TASKS TO PERFORM –
A: Answer these questions from the anniversary post:
(i) Which anniversary of the Big Hominid's emergence does the day mark?
(ii) Where did the writer spend six months in 1997?
(iii) On what date did the writer first set foot in Korea?
B: Continue the anniversary post from its final sentence.

Twenty – Today marks a number of things. For one, it is the last day of August, and thus the last day before the fall semester begins; at least at SNU, classes commence tomorrow. It also marks the 46th anniversary of the emergence of the Big Hominid from the chthonic realm, thereby ushering in an age of unspeakable terror the likes of which the world had never before known. As he slouches inexorably toward old age and the accompanying decrepitude and senility, I would like to take this opportunity to wish him a happy birthday. May your tentacles never be still, my friend!
There is another milestone of sorts, though, that I would like to write about today. It was on this day twenty years ago that I descended through the clouds and rain (on an airplane, that is) and first set foot in Korea. I have not spent the entirety of the past twenty years in Korea, of course. I have returned to the US for visits to friends and family, and also for academic conferences in recent years. I’ve also traveled to many other lands—mostly on brief holidays, but I did do one six-month stint in Mongolia in 1997. Today is an important milestone, though, because since 31 August, 1995, I have called Korea home.

[Stored entries]
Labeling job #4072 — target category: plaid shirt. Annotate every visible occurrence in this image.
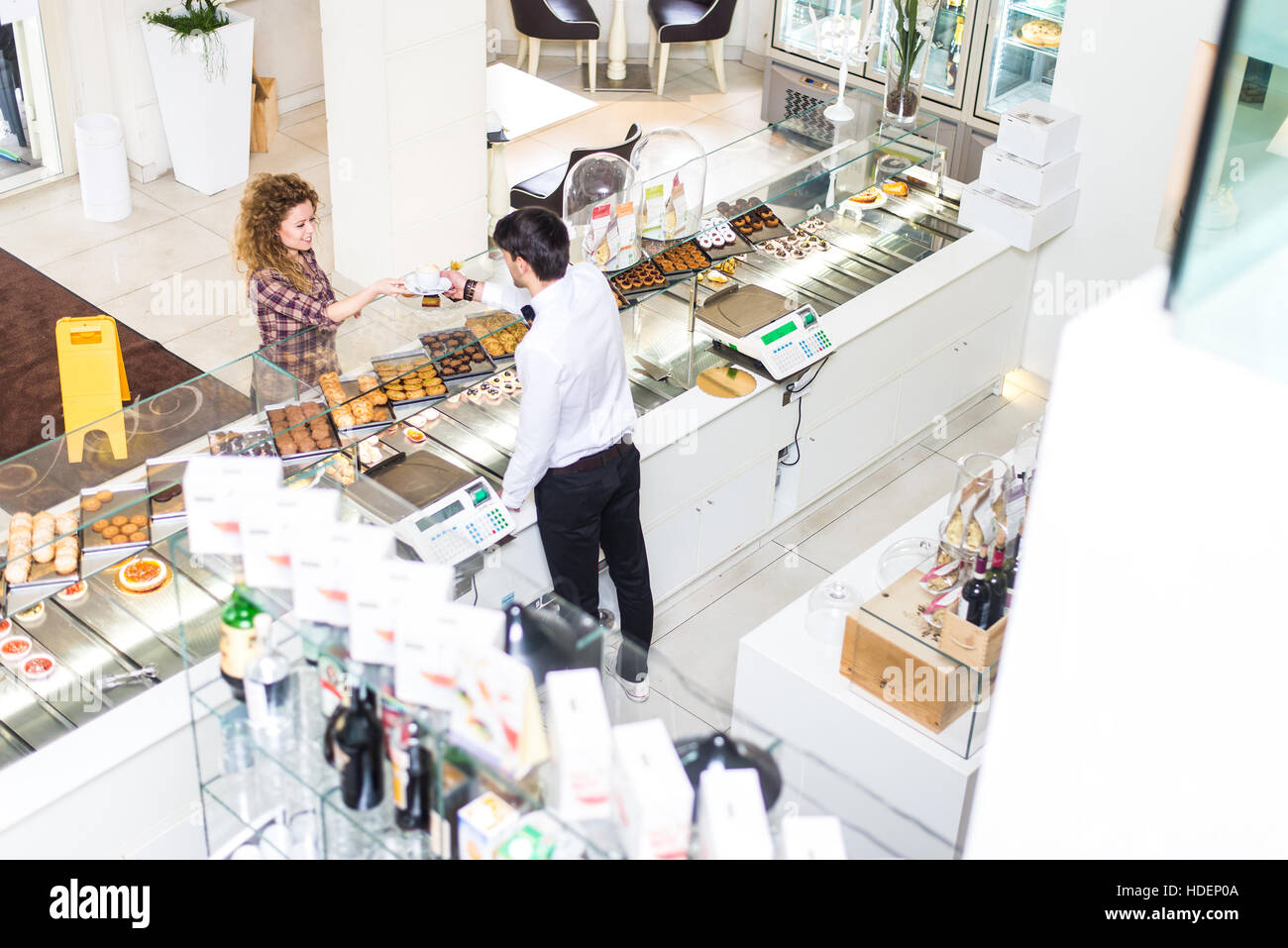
[249,250,339,385]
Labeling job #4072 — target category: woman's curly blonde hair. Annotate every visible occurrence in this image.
[233,174,318,292]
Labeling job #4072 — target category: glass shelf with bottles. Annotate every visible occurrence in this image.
[171,517,968,858]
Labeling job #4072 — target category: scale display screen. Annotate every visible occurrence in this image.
[416,501,465,533]
[760,319,796,345]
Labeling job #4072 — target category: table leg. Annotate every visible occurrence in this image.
[486,142,510,235]
[608,0,626,78]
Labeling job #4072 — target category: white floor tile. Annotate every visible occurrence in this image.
[774,446,932,546]
[164,317,259,372]
[43,218,229,300]
[0,175,80,227]
[134,171,246,214]
[0,189,178,267]
[649,554,827,728]
[788,454,954,574]
[505,137,568,188]
[277,99,326,132]
[683,115,751,152]
[653,542,783,643]
[712,97,768,132]
[536,98,703,155]
[937,391,1046,461]
[103,254,253,343]
[283,115,327,155]
[250,136,327,177]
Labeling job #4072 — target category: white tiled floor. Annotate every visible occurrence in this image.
[0,55,1046,734]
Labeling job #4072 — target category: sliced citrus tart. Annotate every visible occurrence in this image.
[117,557,170,592]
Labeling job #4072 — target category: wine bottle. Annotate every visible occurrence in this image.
[390,716,434,832]
[332,666,385,810]
[244,612,291,733]
[219,590,263,700]
[1006,533,1024,612]
[945,17,966,89]
[984,537,1006,629]
[957,549,989,629]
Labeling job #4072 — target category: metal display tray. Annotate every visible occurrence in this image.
[419,326,496,386]
[81,484,152,559]
[145,458,190,522]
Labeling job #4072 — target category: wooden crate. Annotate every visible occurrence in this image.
[841,571,989,733]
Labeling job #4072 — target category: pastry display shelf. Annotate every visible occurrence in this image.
[1012,0,1065,25]
[1004,34,1060,58]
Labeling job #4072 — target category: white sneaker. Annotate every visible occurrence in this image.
[604,645,651,704]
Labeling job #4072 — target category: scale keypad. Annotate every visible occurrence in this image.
[769,330,832,376]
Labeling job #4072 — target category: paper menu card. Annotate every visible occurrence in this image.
[349,559,455,665]
[291,522,394,627]
[242,488,340,588]
[183,456,282,557]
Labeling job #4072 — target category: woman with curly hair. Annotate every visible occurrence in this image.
[233,174,404,394]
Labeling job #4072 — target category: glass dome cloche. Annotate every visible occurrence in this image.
[631,129,707,242]
[563,152,640,270]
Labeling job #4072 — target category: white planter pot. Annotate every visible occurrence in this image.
[143,8,255,194]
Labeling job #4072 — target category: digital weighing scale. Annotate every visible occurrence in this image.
[697,283,833,381]
[371,450,514,567]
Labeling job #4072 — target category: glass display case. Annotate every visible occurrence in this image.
[867,0,987,107]
[168,525,954,859]
[976,0,1065,121]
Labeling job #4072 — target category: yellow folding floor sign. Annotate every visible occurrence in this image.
[54,316,130,464]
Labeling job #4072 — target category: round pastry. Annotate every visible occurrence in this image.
[0,635,31,662]
[22,656,54,682]
[58,579,89,603]
[14,603,46,626]
[116,557,170,592]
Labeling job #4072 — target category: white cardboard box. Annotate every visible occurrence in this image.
[698,767,774,859]
[546,669,613,820]
[782,816,845,859]
[979,145,1078,207]
[957,181,1081,250]
[613,719,693,859]
[997,99,1078,164]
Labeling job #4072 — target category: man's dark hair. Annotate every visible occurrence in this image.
[492,207,568,280]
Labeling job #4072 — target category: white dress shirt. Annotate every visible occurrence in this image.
[480,263,635,509]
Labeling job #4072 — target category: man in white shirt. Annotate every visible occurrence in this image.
[443,207,653,700]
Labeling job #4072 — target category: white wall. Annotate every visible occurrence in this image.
[1021,0,1225,378]
[486,0,757,59]
[60,0,322,181]
[321,0,486,286]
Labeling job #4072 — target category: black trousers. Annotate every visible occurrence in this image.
[535,445,653,682]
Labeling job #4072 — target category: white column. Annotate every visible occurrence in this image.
[322,0,488,283]
[608,0,626,78]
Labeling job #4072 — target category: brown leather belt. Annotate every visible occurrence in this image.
[548,438,631,474]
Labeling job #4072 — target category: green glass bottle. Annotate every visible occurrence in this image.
[219,590,263,700]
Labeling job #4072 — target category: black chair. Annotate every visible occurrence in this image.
[510,124,640,216]
[648,0,738,95]
[510,0,599,91]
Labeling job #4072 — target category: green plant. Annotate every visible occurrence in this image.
[143,0,228,80]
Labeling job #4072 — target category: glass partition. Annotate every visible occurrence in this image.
[1167,0,1288,378]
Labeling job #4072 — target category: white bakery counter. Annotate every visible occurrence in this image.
[0,656,219,859]
[480,233,1033,610]
[733,484,988,859]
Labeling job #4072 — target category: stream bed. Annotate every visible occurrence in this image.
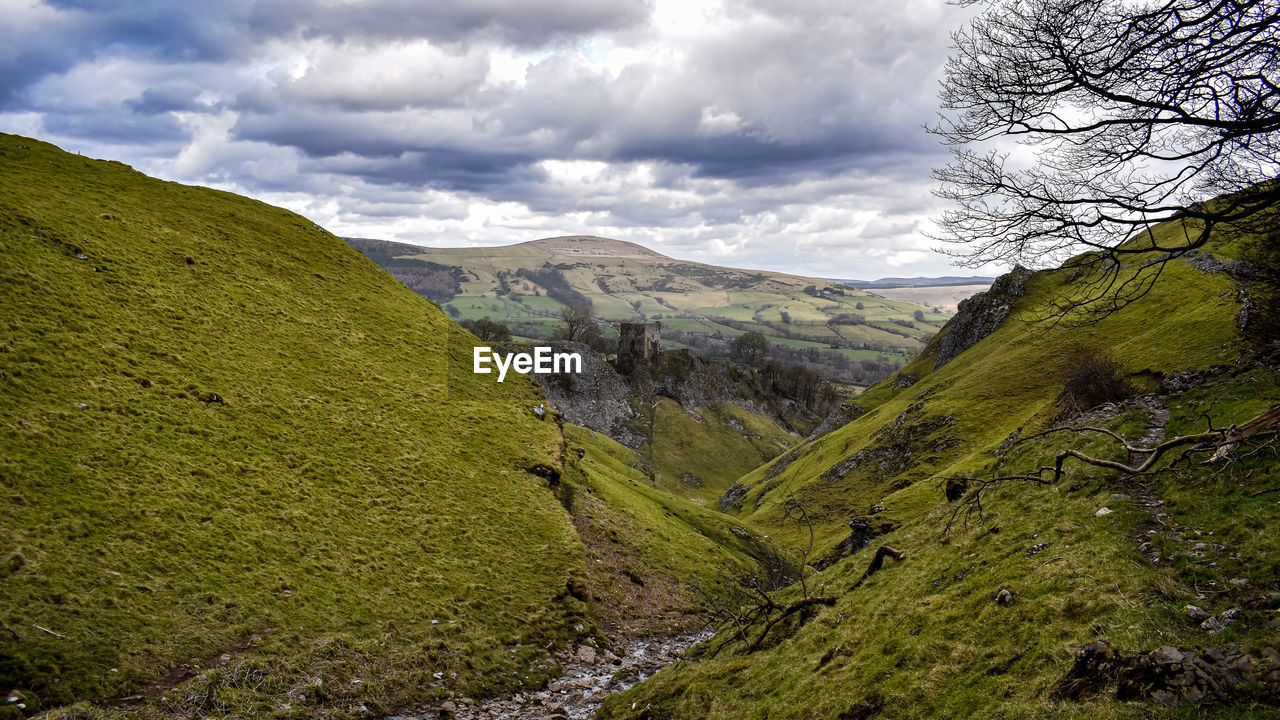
[384,632,712,720]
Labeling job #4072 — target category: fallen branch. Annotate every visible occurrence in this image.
[849,544,906,589]
[746,597,836,652]
[32,625,67,638]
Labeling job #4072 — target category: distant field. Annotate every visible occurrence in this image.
[348,237,957,382]
[870,283,991,315]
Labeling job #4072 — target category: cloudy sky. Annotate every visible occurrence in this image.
[0,0,988,278]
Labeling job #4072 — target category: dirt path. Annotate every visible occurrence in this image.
[1126,395,1178,565]
[383,632,710,720]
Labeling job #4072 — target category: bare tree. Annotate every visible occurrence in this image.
[929,0,1280,322]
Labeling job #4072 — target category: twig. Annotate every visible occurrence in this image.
[32,625,67,638]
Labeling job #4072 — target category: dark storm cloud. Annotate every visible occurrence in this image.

RESPONSES BY ITEM NUMBER –
A:
(i) The 46th
(ii) Mongolia
(iii) 31 August, 1995

B:
I’m honestly not really sure what to write here. I knew for a while that I wanted to write something to commemorate the occasion, and I envisioned myself tapping out some profound meditation on the past twenty years or, barring that, at least something witty. Here’s the thing about milestones, though: Even though we often make a big deal of them, they don’t actually mean anything on their own. A milestone is just a marker, an indicator of how far you have traveled from a given point. But if you simply come across such a marker without having walked all that distance, it’s just going to be another sign. It only means anything in context. On the opposite side of the coin, how am I supposed to provide twenty years worth of context in the space of a single journal post? Even if I did have the time and space, it’s unlikely that my memory is reliable enough for me to do the decades justice.
I suppose I could look at who I was then and who I am now. Then: a young kid who had no idea what he was doing, just stepping out into the world and hoping that it would still be there when he put his foot down. A recent university graduate with a highly marketable (cough) degree in English literature and creative writing, a thirst for new experiences, and an optimism born of ignorance. Someone who had yet to learn that you can’t run away from your problems, that even if you move halfway around the world your problems go with you. Now: an older man, and a wiser one, if only thanks to a greater knowledge of his own limitations—although it is still not clear if he has any real idea of what he is doing.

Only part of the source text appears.